[Instruction] Turn the listing below into a Markdown table with two columns, Row and Text, giving each nonblank line its own numbered row. Leave the pictures out of the table.

===============

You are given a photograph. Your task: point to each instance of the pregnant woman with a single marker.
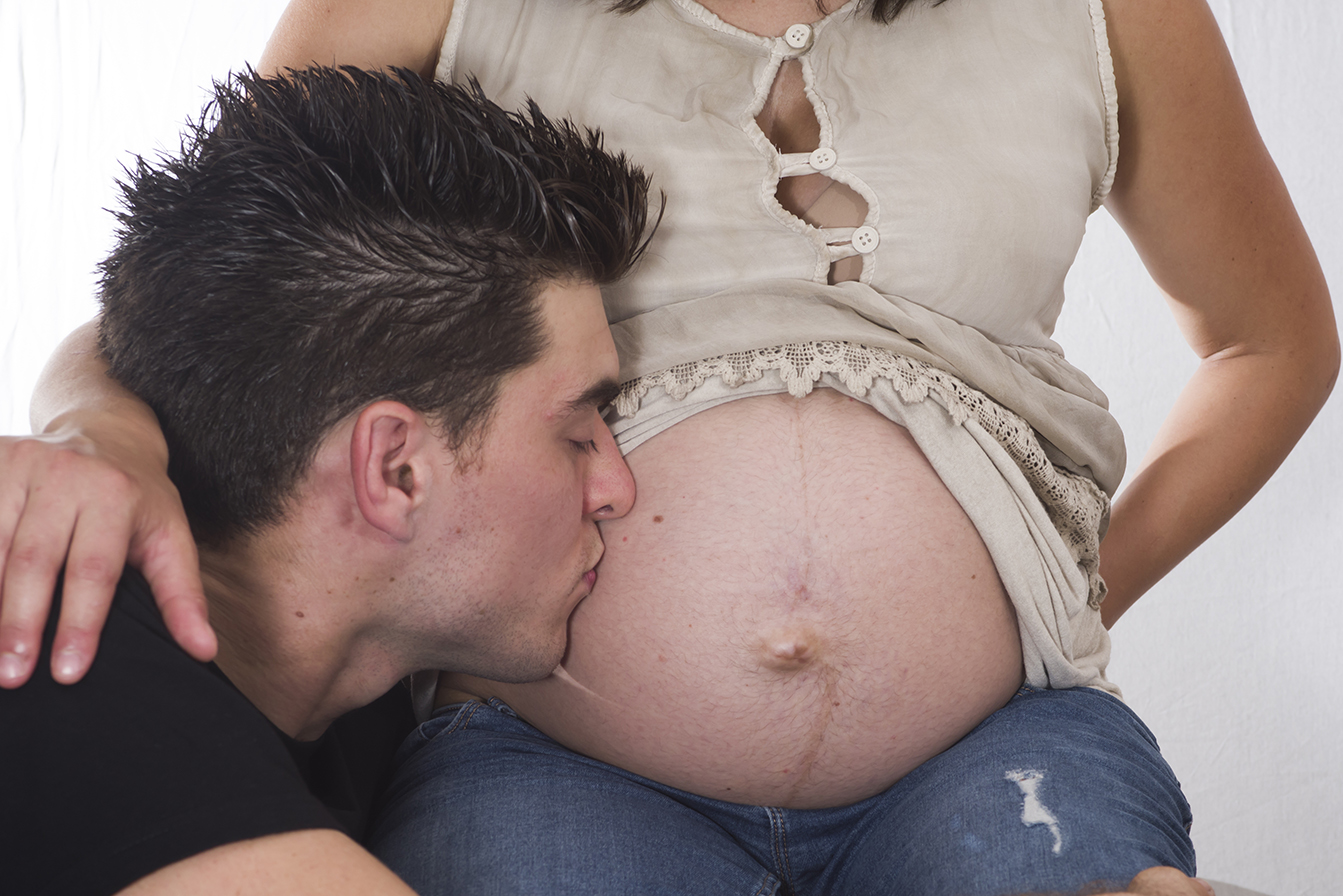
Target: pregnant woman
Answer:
(852, 636)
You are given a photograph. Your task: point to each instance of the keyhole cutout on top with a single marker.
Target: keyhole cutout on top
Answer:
(790, 122)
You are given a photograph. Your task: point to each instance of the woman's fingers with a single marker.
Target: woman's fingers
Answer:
(65, 504)
(167, 558)
(93, 567)
(35, 528)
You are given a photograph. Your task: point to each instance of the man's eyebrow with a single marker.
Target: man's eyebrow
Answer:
(596, 395)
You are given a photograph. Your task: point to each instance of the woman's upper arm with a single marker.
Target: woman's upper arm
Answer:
(368, 34)
(1199, 196)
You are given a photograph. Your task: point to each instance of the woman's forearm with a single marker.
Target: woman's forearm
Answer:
(1232, 426)
(91, 493)
(75, 394)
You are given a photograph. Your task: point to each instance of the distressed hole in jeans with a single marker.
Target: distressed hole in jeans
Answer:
(1033, 812)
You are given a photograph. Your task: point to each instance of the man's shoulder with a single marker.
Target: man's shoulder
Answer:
(152, 758)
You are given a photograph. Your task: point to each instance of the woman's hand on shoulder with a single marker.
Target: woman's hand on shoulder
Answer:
(367, 34)
(89, 495)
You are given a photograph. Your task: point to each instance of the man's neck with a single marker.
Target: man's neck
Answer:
(292, 637)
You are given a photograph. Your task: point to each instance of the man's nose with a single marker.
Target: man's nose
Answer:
(609, 490)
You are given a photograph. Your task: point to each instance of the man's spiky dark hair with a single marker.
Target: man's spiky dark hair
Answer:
(336, 237)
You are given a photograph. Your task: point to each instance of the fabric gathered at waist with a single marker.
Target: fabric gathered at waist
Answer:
(1040, 519)
(1075, 504)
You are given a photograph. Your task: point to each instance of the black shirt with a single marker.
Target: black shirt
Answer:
(155, 758)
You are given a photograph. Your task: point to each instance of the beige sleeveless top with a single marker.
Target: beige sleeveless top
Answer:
(981, 133)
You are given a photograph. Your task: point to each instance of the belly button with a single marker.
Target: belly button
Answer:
(790, 650)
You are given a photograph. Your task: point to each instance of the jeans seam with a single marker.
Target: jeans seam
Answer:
(464, 716)
(779, 845)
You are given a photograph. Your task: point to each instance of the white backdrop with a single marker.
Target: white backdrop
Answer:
(1233, 660)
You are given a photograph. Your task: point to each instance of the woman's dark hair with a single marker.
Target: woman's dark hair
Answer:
(336, 237)
(883, 11)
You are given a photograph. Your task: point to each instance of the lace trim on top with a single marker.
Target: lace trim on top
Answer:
(1075, 503)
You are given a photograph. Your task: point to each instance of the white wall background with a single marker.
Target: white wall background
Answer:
(1234, 660)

===============

[Right answer]
| Row | Text |
|---|---|
| 1 | You are given a photograph. Your task: point to each instance of the pregnant woman with a single marker. |
| 2 | Target: pregnant woman |
| 3 | Answer: |
| 4 | (852, 636) |
| 5 | You are given a photograph. Your task: point to each instance of the keyhole cutout on top with a single marker. |
| 6 | Target: keyhole cutout on top |
| 7 | Answer: |
| 8 | (790, 122) |
| 9 | You are given a photograph. Your task: point to each instance of the woman's fingers with a single marker. |
| 10 | Target: woman's fingers |
| 11 | Answer: |
| 12 | (65, 504) |
| 13 | (167, 558) |
| 14 | (93, 567) |
| 15 | (35, 528) |
| 16 | You are given a photograph. Your task: point to each instance of the man's eyebrow with a single marker. |
| 17 | Target: man's eyebrow |
| 18 | Answer: |
| 19 | (596, 395) |
| 20 | You are given a photograph. Your task: point to each instance of the woman's upper arm with a single marker. |
| 21 | Target: woman's upper arm |
| 22 | Answer: |
| 23 | (368, 34) |
| 24 | (1199, 196) |
| 25 | You are given a photograph. Your task: point to each instance of the woman's forearm with a single marker. |
| 26 | Target: woman's forearm |
| 27 | Answer: |
| 28 | (1232, 426) |
| 29 | (91, 493) |
| 30 | (75, 394) |
| 31 | You are given a photograph. Your task: point to each instance of the distressed hole in jeans with a single marker. |
| 32 | Target: distressed hole in jeans |
| 33 | Answer: |
| 34 | (1033, 812) |
| 35 | You are given a photograph. Your task: point to each instance of the man's shoulder with a single marker. |
| 36 | Target: man's shoulder |
| 37 | Answer: |
| 38 | (152, 758) |
| 39 | You are given a photograph. Your task: point to each instance of the woman's hand on shoulder with a single marker. |
| 40 | Target: woman's hand on shoulder |
| 41 | Answer: |
| 42 | (367, 34) |
| 43 | (89, 495) |
| 44 | You are given a photograph. Your task: point to each instance of the man's neck with a single marker. |
| 45 | Target: man's neck |
| 46 | Answer: |
| 47 | (292, 637) |
| 48 | You are given a photograph. Your task: point to each instance of the man's nose with a single marker. |
| 49 | Target: man's nose |
| 50 | Answer: |
| 51 | (609, 490) |
| 52 | You are given a photograph. Your task: point to each instance of the man's spiky dark hair with a single marker. |
| 53 | Target: man's spiky dark hair |
| 54 | Answer: |
| 55 | (336, 237) |
| 56 | You are given a photograph. Your task: point to each instance of the fabric gathered at waist with a single marker. |
| 57 | Target: fabric gathered at waist |
| 58 | Answer: |
| 59 | (1040, 519) |
| 60 | (1075, 504) |
| 61 | You are given a photograph. Your task: point to each instance of the black shirt with a single marker. |
| 62 | Target: black shirt |
| 63 | Answer: |
| 64 | (155, 758) |
| 65 | You are given a photograph. Your task: point to each instance of the beige sleeveless top with a single marker. |
| 66 | Target: beige sleeveless top |
| 67 | Answer: |
| 68 | (981, 133) |
| 69 | You are given a photograph. Your task: point to each instance of the belly button with a single marker. |
| 70 | Target: belly button |
| 71 | Answer: |
| 72 | (790, 650) |
| 73 | You are given a photograph. Your task: point to each instance of the jeans seam with a single marker. |
| 74 | Target: jeans seam |
| 75 | Answer: |
| 76 | (464, 716) |
| 77 | (779, 845) |
| 78 | You are given a photograph. Your task: point to each instance of the white backdrop with a single marker. |
| 79 | Target: white backdrop |
| 80 | Answer: |
| 81 | (1233, 660) |
| 82 | You are given a photograph. Your task: point to each instance of the woman's dark hair with a single marker. |
| 83 | Target: woman's dark hair |
| 84 | Answer: |
| 85 | (336, 237) |
| 86 | (883, 11) |
| 87 | You are given a photograph. Your task: point to each instance of the lace trim on top with a single marker. |
| 88 | Target: lace trim on top |
| 89 | Answer: |
| 90 | (1075, 503) |
| 91 | You are given a photograph. Your task: point to each instance of the white wall background with a single marker. |
| 92 | Target: white wall background |
| 93 | Answer: |
| 94 | (1234, 660) |